(Labeling and segmentation records)
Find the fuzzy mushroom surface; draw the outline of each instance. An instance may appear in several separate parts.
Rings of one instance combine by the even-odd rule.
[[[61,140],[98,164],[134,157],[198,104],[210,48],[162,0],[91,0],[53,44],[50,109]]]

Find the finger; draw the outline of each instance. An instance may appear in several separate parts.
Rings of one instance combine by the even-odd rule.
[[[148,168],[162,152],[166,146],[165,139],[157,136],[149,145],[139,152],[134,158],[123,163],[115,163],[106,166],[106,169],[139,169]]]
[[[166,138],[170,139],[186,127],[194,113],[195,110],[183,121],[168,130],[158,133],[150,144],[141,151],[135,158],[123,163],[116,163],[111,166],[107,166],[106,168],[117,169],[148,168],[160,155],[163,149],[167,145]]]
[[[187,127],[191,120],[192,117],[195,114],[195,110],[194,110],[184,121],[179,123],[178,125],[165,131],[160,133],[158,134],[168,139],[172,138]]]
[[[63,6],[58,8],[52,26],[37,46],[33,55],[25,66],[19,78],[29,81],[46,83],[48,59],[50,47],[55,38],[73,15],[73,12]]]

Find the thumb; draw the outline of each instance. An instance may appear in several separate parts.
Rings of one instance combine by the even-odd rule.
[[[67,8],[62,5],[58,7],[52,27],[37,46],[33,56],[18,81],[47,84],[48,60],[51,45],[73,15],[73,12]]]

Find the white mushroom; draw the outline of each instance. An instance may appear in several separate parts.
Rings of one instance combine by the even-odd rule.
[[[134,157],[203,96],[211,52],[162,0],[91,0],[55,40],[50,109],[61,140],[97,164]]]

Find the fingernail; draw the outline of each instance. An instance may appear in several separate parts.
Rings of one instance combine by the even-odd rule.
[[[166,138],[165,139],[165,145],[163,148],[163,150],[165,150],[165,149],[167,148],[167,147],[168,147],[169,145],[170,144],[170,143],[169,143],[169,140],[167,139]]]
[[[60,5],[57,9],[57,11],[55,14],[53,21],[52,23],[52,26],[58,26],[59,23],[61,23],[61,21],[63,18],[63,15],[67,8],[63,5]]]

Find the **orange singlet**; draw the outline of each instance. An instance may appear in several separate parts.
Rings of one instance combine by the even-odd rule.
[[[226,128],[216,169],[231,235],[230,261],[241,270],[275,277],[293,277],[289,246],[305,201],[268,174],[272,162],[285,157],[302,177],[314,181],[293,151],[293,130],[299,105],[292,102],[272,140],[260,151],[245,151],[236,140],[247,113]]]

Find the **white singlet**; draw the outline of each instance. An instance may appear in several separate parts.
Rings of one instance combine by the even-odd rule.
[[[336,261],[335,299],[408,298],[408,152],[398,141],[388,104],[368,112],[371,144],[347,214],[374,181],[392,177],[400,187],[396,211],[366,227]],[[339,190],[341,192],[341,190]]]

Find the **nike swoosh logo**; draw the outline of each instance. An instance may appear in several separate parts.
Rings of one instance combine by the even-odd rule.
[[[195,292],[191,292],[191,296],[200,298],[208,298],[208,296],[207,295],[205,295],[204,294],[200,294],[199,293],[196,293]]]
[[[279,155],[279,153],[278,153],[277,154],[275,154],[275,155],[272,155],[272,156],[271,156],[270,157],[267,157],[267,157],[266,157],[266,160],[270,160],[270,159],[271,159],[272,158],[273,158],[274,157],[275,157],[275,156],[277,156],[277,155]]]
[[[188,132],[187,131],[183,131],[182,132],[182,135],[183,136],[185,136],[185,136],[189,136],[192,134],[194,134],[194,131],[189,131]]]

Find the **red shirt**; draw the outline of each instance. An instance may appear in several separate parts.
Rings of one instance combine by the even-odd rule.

TASK TO COMPLETE:
All lines from the one containing "Find the **nike" through the end of the records, both ends included, are to be quoted exactly; please add nothing else.

REPLY:
Find the **nike swoosh logo**; draw the outline of each instance. An instance may appear in several separate parts.
Rings of one instance combine by the even-odd rule.
[[[195,292],[191,292],[191,296],[200,298],[208,298],[208,296],[207,295],[205,295],[204,294],[200,294],[199,293],[196,293]]]
[[[279,155],[279,153],[278,153],[277,154],[275,154],[275,155],[272,155],[272,156],[271,156],[270,157],[267,157],[267,157],[266,157],[266,160],[270,160],[270,159],[271,159],[272,158],[273,158],[274,157],[275,157],[275,156],[277,156],[277,155]]]
[[[188,132],[187,131],[183,131],[182,132],[182,135],[183,136],[185,136],[185,136],[189,136],[192,134],[194,134],[194,131],[189,131]]]

Find the **red shirt**; draw the outline of each instance. An instance may appear in several separate parts.
Rings of one instance combine by the even-odd rule.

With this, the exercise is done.